GIVEN RECORDS:
━━━━━━━━━━━━━━━━━━━━

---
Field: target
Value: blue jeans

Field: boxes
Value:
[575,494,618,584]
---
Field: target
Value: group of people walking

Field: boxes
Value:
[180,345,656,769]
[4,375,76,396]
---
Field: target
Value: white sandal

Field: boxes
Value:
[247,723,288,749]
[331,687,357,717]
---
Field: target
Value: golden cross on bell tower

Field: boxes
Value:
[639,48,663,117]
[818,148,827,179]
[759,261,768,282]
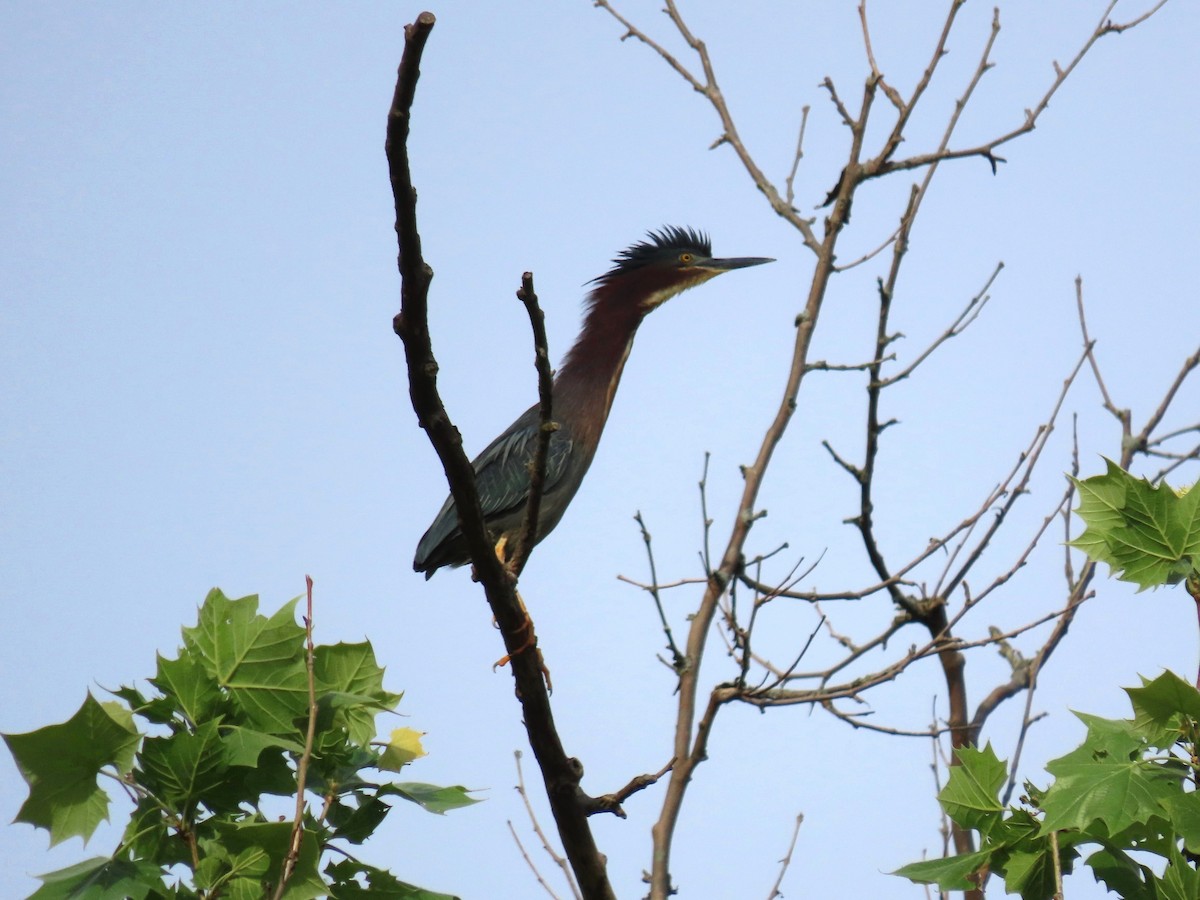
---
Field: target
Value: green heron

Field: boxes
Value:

━━━━━━━━━━━━━━━━━━━━

TASK TO COMPLETE: A word-for-word copy of the data, without its pictures, is what is needed.

SOLUTION TO THIS EXERCISE:
---
Field: target
Value: blue jeans

Field: boxes
Value:
[575,494,618,584]
---
Field: target
Value: group of people walking

Field: boxes
Value:
[180,345,656,769]
[4,375,76,396]
---
Field: target
Value: white sandal

Field: boxes
Value:
[247,723,288,749]
[331,687,357,717]
---
Field: target
Value: golden cross on bell tower

Field: boxes
Value:
[639,48,663,117]
[818,148,827,179]
[759,261,768,282]
---
Field: target
Value: green heron

Field: boxes
Value:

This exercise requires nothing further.